Start of SELECTED PASSAGE

Our study revealed that high-lipid diets can induce hyperlipidemia in rats, which is characterized by elevated levels of triglycerides (TG) and cholesterol. Our findings suggest that the increase in TG levels is closely related to the development of hyperlipidemia induced by a high-lipid diet, consistent with previous studies. Through MSI analysis, we identified differential metabolites in liver tissue and found that the changes in metabolites were time-dependent. The volcanic diagram and Venn and correlation analysis revealed that TG (14:0/14:0/16:0) may play a key role in the development of hyperlipidemia. Interestingly, we observed a downward trend in TG levels over time, which could be due to the liver’s adaptation to the high-lipid diet or natural regulation of lipid metabolism. Our study highlights the potential of MSI as a powerful tool for in situ metabolite analysis in liver tissue, providing more comprehensive and accurate information than traditional metabolomics studies. Overall, our results provide new insights into the underlying mechanisms of hyperlipidemia and suggest potential strategies for its prevention and treatment. Further research is needed to confirm these findings and explore the clinical applications of MSI in the diagnosis and treatment of hyperlipidemia and related metabolic disorders.

End of SELECTED PASSAGE
Start of PROVIDED INFORMATION

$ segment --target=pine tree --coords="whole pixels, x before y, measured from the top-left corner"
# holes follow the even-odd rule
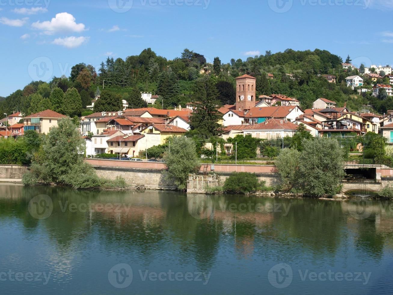
[[[193,95],[193,106],[196,109],[190,118],[191,129],[200,137],[208,138],[217,135],[221,127],[218,122],[222,115],[218,111],[220,101],[212,79],[207,77],[196,80]]]
[[[137,86],[133,85],[132,90],[126,99],[130,109],[139,109],[147,106],[146,102],[142,99],[141,96]]]
[[[78,114],[81,108],[82,100],[78,90],[75,88],[69,88],[64,95],[64,113],[72,118]]]
[[[218,57],[214,58],[214,61],[213,62],[213,71],[217,76],[218,76],[221,72],[221,60]]]
[[[62,113],[62,108],[64,105],[64,92],[61,88],[56,87],[52,90],[49,99],[52,104],[52,109],[55,112]]]

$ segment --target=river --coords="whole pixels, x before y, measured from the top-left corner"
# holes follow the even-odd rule
[[[4,294],[393,293],[393,205],[0,184]]]

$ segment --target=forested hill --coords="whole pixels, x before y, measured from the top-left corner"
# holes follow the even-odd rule
[[[103,81],[105,90],[120,94],[131,102],[130,106],[143,106],[140,100],[140,92],[142,91],[160,96],[155,107],[162,105],[163,99],[164,107],[171,108],[191,101],[196,92],[196,81],[208,78],[214,82],[222,103],[231,103],[235,97],[235,78],[245,74],[257,78],[257,97],[273,93],[285,94],[299,100],[303,109],[310,107],[312,102],[320,97],[335,101],[338,106],[347,102],[353,111],[370,104],[380,112],[393,107],[393,101],[388,101],[391,99],[382,103],[369,94],[355,95],[355,92],[347,87],[345,79],[359,73],[356,69],[350,72],[343,70],[342,61],[340,57],[326,50],[287,49],[274,54],[266,51],[264,55],[246,60],[232,59],[228,63],[222,63],[216,57],[211,63],[207,62],[203,55],[187,49],[179,57],[168,60],[147,48],[139,55],[125,59],[108,57],[99,69],[82,63],[72,67],[69,77],[55,77],[48,83],[33,82],[23,90],[18,90],[0,101],[0,113],[20,110],[28,114],[52,107],[66,114],[58,106],[56,109],[54,105],[58,105],[59,101],[75,102],[79,99],[74,96],[78,96],[73,91],[68,95],[68,100],[63,101],[58,88],[64,93],[65,100],[67,90],[75,88],[80,97],[81,108],[70,111],[69,114],[80,114],[86,105],[90,104],[97,87],[102,90]],[[268,74],[274,77],[268,79]],[[328,83],[320,76],[324,74],[334,74],[337,77],[337,83]],[[56,95],[51,98],[51,94],[55,88]],[[53,99],[56,101],[51,101]],[[81,105],[78,103],[73,106],[80,108]]]

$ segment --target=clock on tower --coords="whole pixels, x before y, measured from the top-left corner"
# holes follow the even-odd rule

End of PROVIDED INFORMATION

- **REQUIRED ACTION A**
Answer these questions using the passage on high-lipid diets and hyperlipidemia in rats:
(i) Which two elevated lipid levels characterize the hyperlipidemia?
(ii) Which triglyceride species may play a key role in its development?
(iii) What two explanations are offered for the downward trend in TG levels over time?
- **REQUIRED ACTION B**
List every analysis or diagram that the passage on high-lipid diets and hyperlipidemia in rats names in identifying metabolites and the key triglyceride.
- **REQUIRED ACTION C**
Carry on the passage on high-lipid diets and hyperlipidemia in rats, starting after its final sentence.
These records have no connection to the passage on high-lipid diets and hyperlipidemia in rats.

- **ANSWER SECTION A**
(i) Triglycerides (TG) and cholesterol.
(ii) TG (14:0/14:0/16:0).
(iii) The liver's adaptation to the high-lipid diet, or natural regulation of lipid metabolism.

- **ANSWER SECTION B**
- MSI analysis
- Volcanic diagram
- Venn analysis
- Correlation analysis

- **ANSWER SECTION C**
5. Conclusions

The results of our study have significant implications for understanding the development and progression of hyperlipidemia. Our study used a high-lipid animal model by feeding rats with a high-lipid diet, which is a relevant model for understanding the mechanisms underlying the development of hyperlipidemia. By monitoring TG levels in the model, we found that the initial increase in TG levels was followed by a decrease, a novel finding that may have important implications for the use of TG as a biomarker of hyperlipidemia. We used MSI in this study to examine the distribution and differences of metabolites in different tissues and different sites of the same tissue, revealing changes that would not have been detected using previous metabolomics methods. Our results identified TG (14:0/14:0/16:0) as a main metabolite closely related to high fat and hyperlipidemia, reflecting the occurrence of hyperlipidemia. This finding provides new insights into the metabolic changes that occur in hyperlipidemia and may help to identify new therapeutic targets for the condition. In conclusion, our study provides important implications for understanding the mechanisms underlying hyperlipidemia and for the development of new treatments for this condition. The use of MSI in this study demonstrated its potential as a powerful tool for the study of metabolomics and the identification of biomarkers in situ. These results provide a valuable basis for future research into the pathophysiology of hyperlipidemia and the identification of new therapeutic targets for this condition.